▶ [Exercise objective]: Rewrite the data from the line with "Where can the young" up to and including the line with "<point>403,187</point>", keeping every line, and shift each answer point by adding 33 to both of its coordinates. Leave the sample coordinates inside the wording unchanged.

(Collected data)
• • •

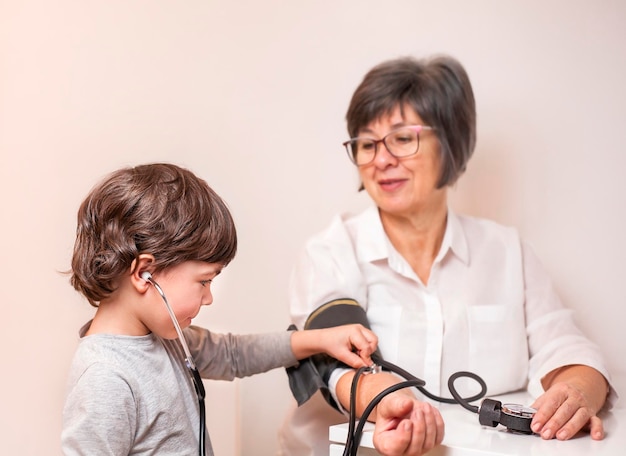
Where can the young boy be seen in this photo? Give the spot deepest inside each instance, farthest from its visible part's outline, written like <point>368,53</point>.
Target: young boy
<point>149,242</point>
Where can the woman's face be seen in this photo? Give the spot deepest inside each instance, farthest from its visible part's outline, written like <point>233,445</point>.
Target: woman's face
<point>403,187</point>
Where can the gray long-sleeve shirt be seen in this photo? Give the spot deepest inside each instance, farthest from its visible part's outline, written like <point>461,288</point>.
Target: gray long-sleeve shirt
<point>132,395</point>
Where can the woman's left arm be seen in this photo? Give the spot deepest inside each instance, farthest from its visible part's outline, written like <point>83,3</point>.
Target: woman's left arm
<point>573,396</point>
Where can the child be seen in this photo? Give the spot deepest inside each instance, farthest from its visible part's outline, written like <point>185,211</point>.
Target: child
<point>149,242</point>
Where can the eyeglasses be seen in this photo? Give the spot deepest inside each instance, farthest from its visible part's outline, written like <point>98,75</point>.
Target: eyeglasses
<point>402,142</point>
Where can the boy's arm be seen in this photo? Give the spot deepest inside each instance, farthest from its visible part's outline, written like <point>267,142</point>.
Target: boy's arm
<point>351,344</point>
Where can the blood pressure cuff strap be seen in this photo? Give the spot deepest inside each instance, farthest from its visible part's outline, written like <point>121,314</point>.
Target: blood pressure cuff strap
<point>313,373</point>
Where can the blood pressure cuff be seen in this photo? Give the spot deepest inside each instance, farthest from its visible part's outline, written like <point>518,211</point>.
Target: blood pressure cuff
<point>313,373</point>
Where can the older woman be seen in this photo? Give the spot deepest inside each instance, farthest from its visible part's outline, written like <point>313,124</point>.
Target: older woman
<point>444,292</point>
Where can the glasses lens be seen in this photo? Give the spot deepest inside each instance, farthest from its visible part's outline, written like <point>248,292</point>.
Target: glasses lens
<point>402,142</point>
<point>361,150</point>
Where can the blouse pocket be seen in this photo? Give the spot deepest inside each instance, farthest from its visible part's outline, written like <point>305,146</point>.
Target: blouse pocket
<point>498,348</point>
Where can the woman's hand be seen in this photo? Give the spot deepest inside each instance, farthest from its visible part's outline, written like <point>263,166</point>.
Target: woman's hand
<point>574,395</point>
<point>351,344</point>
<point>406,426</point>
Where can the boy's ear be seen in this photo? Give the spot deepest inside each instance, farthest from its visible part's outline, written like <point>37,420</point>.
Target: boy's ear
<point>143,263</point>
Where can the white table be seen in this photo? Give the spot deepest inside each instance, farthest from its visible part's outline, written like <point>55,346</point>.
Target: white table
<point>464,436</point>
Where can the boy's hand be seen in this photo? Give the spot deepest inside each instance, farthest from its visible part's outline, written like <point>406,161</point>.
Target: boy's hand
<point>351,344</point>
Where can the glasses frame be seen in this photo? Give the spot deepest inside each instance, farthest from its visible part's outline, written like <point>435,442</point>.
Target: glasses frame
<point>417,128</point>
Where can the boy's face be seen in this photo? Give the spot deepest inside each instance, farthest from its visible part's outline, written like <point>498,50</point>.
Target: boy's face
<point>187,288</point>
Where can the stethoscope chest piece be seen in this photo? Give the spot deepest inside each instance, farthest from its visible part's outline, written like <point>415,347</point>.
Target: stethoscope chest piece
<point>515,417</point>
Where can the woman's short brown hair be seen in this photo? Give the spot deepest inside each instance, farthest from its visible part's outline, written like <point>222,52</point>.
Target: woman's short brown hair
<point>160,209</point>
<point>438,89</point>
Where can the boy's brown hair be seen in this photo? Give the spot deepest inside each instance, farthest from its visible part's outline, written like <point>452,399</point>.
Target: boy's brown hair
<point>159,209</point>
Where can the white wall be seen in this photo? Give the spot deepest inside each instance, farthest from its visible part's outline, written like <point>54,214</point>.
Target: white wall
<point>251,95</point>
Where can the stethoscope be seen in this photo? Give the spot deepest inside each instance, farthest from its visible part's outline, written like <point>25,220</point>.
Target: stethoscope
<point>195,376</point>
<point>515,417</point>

• • •

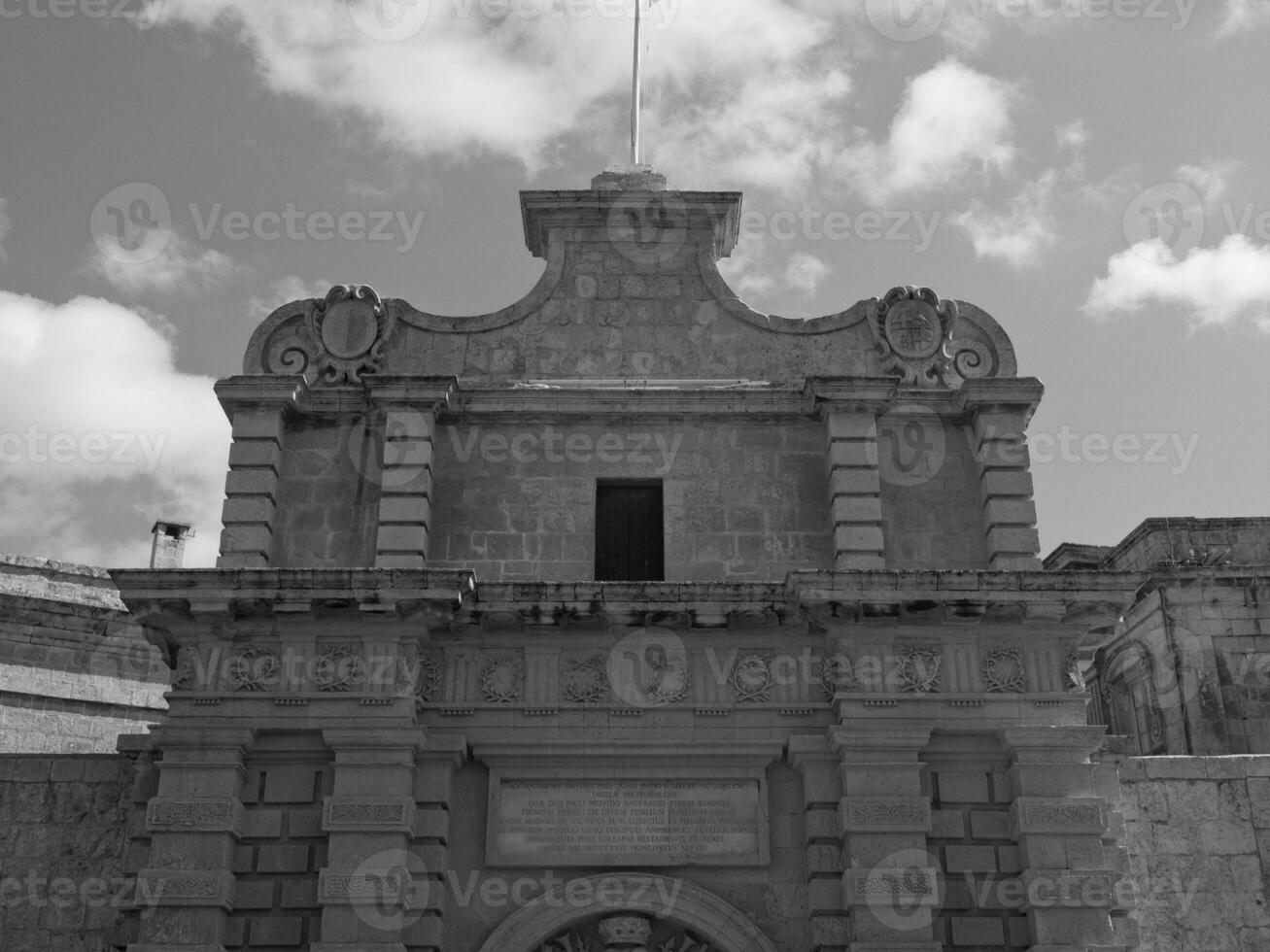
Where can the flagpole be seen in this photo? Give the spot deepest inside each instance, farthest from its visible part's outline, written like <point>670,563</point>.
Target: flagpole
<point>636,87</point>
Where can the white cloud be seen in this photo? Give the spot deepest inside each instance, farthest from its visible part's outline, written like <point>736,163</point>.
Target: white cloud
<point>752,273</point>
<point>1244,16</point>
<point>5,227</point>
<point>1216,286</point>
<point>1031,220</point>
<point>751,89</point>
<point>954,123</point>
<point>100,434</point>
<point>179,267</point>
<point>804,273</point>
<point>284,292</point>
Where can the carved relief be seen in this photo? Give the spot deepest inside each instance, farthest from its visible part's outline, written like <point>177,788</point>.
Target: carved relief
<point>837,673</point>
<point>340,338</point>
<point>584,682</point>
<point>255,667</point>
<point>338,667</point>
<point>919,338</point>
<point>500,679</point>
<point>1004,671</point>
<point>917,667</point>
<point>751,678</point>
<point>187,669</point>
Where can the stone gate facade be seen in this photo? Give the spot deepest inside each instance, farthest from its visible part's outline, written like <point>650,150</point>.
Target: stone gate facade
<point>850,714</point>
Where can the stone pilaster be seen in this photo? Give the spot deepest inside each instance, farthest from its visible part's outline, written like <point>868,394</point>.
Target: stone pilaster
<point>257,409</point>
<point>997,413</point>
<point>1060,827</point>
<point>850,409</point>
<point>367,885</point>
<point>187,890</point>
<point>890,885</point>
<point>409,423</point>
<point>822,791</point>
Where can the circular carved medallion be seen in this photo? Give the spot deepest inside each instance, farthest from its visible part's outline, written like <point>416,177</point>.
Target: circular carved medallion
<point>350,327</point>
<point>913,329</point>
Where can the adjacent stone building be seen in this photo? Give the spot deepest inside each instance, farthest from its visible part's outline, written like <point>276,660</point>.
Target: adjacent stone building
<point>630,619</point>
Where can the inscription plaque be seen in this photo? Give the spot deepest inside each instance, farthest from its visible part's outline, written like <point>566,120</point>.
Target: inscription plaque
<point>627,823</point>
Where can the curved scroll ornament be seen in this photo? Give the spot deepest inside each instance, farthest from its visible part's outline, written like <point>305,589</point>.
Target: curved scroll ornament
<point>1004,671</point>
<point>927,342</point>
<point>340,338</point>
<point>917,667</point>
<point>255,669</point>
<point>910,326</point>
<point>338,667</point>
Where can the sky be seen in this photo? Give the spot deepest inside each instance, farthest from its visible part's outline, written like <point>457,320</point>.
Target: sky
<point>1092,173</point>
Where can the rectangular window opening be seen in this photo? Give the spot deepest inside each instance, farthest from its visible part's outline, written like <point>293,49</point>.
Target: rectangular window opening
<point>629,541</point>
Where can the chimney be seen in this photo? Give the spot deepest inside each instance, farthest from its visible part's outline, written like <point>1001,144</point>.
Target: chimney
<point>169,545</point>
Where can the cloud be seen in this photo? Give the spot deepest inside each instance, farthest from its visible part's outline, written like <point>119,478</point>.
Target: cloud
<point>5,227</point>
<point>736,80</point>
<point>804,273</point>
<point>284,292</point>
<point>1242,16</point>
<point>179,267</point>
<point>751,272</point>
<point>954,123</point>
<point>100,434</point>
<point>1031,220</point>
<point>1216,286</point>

• • •

▶ [Answer to the problem]:
Where can the young boy be seen in this photo? Give the spot deepest inside each instance, farthest from its visible part's outline, written like <point>368,53</point>.
Target: young boy
<point>182,275</point>
Where can the woman's face be seen in this photo? Give the spot deepest inside each instance, farthest from its visible part's outline, written like <point>233,445</point>.
Target: woman's face
<point>436,220</point>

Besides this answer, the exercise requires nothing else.